◆ How to complete this task
List every variable that the Mplus syntax example below declares on its "categorical =" line.

◆ Passage shown
Table 5. Mplus Syntax Example for Testing Longitudinal Scalar Invariance: Model Including Indicators #1 (Anhedonia) and #2 (Depressed Mood).
TITLE: Test for longitudinal invariance PHQ items 1 & 2; |
DATA: File = FileName.dat; |
VARIABLE: |
NAMES = PIDint FIDint basePHQ1-basePHQ9 mo3PHQ1-mo3PHQ9 mo6PHQ1-mo6PHQ9 |
ffem fage feduc frace spouse child parent yrsknwn page pfem prace |
hospdth hospdays random; |
cluster = PIDint; !family respondents clustered under patients; |
categorical = basePHQ1 basePHQ2 mo3PHQ1 mo3PHQ2 mo6PHQ1 mo6PHQ2; |
USEVARIABLES = basePHQ1 basePHQ2 mo3PHQ1 mo3PHQ2 mo6PHQ1 mo6PHQ2; |
SUBPOPULATION = !cases with complete data only |
(basePHQ1 ne 999 and basePHQ2 ne 999 and |
mo3PHQ1 ne 999 and mo3PHQ2 ne 999 and |
mo6PHQ1 ne 999 and mo6PHQ2 ne 999); |
MISSING = basePHQ1-HospDays(999); |
ANALYSIS: type=complex; |
MODEL: |
!SET METRIC by fixing a loading 1, |
!CONSTRAIN LOADINGS to equality over time; |
depress1 by basePHQ1 |
basePHQ2 (1); |
depress3 by mo3PHQ1 |
mo3PHQ2 (1); |
depress6 by mo6PHQ1 |
mo6PHQ2 (1); |
depress1 depress3 depress6; !factor variances free over time |
[depress1@0 depress3 depress6] !factor mean=0 at baseline; free at follow up; |
!CONSTRAIN INDICATOR THRESHOLDS to equality over time; |
[basePHQ1$1 mo3PHQ1$1 mo6PHQ1$1] (2); |
[basePHQ2$1 mo3PHQ2$1 mo6PHQ2$1] (3); |
[basePHQ1$2 mo3PHQ1$2 mo6PHQ1$2] (4); |
[basePHQ2$2 mo3PHQ2$2 mo6PHQ2$2] (5); |
[basePHQ1$3 mo3PHQ1$3 mo6PHQ1$3] (6); |
[basePHQ2$3 mo3PHQ2$3 mo6PHQ2$3] (7); |
!CONSTRAIN baseline delta scale factor to 1; estimate other times |
{basePHQ1-basePHQ2@1 mo3PHQ1-mo3PHQ2 mo6PHQ1-mo6PHQ2}; |
!INCLUDE STRUCTURAL PATHS |
depress3 on depress1; |
depress6 on depress3; |
Eight additional models met the χ2 criterion but did not include either anhedonia or depressed mood. They included various combinations of sleep, energy, eating, and psychomotor disturbances that could be attributable to physical illness, anxiety, or other conditions unrelated to depression.

Stored dataset items
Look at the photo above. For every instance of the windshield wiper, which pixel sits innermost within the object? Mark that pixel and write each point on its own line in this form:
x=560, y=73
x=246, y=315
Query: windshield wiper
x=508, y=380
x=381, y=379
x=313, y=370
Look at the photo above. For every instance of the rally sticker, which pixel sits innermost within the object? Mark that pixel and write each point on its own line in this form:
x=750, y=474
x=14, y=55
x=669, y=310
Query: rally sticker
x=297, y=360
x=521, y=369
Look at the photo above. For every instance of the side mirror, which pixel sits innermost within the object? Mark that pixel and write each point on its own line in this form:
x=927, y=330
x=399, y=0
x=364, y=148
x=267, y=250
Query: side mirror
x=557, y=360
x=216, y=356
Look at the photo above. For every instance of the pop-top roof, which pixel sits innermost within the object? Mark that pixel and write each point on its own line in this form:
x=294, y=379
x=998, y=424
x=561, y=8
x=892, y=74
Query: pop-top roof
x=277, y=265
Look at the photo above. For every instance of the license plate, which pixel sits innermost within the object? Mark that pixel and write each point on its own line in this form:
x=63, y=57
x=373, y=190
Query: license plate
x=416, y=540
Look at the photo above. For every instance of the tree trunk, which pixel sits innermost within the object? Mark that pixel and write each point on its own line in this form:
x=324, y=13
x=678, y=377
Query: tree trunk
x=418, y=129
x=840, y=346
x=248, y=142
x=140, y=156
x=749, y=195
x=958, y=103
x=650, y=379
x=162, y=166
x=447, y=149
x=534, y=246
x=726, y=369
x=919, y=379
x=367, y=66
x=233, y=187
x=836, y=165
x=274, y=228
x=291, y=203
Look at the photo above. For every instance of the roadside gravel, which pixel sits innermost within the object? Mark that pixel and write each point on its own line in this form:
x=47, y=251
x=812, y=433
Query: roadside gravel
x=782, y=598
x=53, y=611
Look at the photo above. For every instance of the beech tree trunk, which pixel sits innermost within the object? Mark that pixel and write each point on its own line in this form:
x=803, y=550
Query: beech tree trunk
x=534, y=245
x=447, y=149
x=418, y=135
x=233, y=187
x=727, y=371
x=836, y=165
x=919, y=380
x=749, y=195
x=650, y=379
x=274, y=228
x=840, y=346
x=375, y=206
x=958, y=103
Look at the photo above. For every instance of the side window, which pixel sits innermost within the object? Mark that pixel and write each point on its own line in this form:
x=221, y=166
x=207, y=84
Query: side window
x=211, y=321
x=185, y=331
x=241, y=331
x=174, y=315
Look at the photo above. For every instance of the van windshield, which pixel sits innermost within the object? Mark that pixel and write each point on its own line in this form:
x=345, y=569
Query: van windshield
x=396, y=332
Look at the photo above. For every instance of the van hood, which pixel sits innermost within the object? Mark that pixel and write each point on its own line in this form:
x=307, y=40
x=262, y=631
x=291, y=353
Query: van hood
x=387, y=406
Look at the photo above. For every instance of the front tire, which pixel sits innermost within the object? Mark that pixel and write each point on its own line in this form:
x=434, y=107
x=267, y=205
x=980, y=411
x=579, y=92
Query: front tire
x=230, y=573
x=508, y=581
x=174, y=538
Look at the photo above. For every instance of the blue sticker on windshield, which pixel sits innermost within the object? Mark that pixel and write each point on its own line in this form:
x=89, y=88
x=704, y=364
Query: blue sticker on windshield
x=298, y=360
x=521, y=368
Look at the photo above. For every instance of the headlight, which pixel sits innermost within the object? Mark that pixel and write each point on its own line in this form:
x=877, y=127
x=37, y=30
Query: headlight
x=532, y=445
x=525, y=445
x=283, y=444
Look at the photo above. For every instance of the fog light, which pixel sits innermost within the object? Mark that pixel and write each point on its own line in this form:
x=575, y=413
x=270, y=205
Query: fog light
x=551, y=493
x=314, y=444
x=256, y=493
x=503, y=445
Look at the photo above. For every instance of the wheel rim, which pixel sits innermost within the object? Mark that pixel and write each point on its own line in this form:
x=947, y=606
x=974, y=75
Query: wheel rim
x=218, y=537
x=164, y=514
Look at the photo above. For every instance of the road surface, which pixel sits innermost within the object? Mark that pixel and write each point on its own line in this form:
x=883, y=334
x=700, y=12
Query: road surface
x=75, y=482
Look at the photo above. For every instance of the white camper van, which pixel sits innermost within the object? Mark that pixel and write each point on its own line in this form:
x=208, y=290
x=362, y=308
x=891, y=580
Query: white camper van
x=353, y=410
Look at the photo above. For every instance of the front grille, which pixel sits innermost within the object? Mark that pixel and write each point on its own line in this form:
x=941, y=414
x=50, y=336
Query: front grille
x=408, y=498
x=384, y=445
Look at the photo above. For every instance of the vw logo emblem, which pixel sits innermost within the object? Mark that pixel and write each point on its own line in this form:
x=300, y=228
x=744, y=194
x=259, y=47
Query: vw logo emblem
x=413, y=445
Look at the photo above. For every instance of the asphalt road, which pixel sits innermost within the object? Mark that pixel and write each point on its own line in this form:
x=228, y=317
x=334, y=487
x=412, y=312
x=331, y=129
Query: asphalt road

◆ Written response
basePHQ1, basePHQ2, mo3PHQ1, mo3PHQ2, mo6PHQ1, mo6PHQ2